* **Try it**:
Copy out the full text about World Cafe Live word for word, without changing anything.

* **Exercise text**:
The new CEO of World Cafe Live is Joseph Callahan, a technology entrepreneur who acted as director of the philanthropic Bean Foundation.
World Cafe Live shares its building with WXPN, the radio station of the University of Pennsylvania that produces the daily “World Cafe” music program distributed by National Public Radio.
History of World Cafe Live
In the 1990s, Real approached WXPN with an idea to move the campus radio station out of its former cramped quarters in the old Potts Mansion at 3905 Spruce St. and combine resources with a concert venue to make a “house of music for Philly,” Real said.
WCL entered into a licensing agreement with WXPN to use the name “World Cafe.”
“I was puzzled why there weren’t more people over the age of 20 to 30 still going out to discover new artists and hear new music,” he said.
He envisioned “a place that you can go to that has the acoustics of a symphony hall but for jazz and rock ’n’ roll, has decent bathrooms, wasn’t smoky, great sight lines,” Real said. “You can get something good to eat and the show starts not at 11:00 p.m. but at 8:00 p.m., which was a novel idea back then. You can go home and go to work the next day.”

Natural-language object grounding data

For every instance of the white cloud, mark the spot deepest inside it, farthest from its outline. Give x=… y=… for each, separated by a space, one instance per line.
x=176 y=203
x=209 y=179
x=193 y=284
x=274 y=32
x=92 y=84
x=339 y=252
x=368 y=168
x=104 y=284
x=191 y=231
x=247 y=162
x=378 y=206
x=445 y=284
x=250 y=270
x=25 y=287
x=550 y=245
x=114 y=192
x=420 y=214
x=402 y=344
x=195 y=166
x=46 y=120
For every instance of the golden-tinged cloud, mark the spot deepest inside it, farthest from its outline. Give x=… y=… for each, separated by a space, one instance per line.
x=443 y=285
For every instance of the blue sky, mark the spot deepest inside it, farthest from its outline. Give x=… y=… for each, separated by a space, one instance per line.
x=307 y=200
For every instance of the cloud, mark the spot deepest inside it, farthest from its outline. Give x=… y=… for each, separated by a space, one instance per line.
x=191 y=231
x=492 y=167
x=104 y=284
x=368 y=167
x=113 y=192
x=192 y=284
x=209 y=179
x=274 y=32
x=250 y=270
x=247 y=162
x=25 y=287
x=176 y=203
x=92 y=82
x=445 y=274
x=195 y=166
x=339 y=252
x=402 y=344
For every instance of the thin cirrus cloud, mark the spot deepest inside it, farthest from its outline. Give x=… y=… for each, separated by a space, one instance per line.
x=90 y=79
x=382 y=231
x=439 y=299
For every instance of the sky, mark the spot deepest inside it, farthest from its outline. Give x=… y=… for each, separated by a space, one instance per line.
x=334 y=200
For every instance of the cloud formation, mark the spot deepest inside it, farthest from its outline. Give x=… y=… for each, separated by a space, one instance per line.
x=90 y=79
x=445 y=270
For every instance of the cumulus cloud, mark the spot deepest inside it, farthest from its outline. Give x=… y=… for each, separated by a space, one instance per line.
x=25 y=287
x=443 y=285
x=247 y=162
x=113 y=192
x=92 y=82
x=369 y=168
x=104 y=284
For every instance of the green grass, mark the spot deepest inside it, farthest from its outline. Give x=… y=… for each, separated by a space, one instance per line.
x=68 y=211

* **Exercise output**:
The new CEO of World Cafe Live is Joseph Callahan, a technology entrepreneur who acted as director of the philanthropic Bean Foundation.
World Cafe Live shares its building with WXPN, the radio station of the University of Pennsylvania that produces the daily “World Cafe” music program distributed by National Public Radio.
History of World Cafe Live
In the 1990s, Real approached WXPN with an idea to move the campus radio station out of its former cramped quarters in the old Potts Mansion at 3905 Spruce St. and combine resources with a concert venue to make a “house of music for Philly,” Real said.
WCL entered into a licensing agreement with WXPN to use the name “World Cafe.”
“I was puzzled why there weren’t more people over the age of 20 to 30 still going out to discover new artists and hear new music,” he said.
He envisioned “a place that you can go to that has the acoustics of a symphony hall but for jazz and rock ’n’ roll, has decent bathrooms, wasn’t smoky, great sight lines,” Real said. “You can get something good to eat and the show starts not at 11:00 p.m. but at 8:00 p.m., which was a novel idea back then. You can go home and go to work the next day.”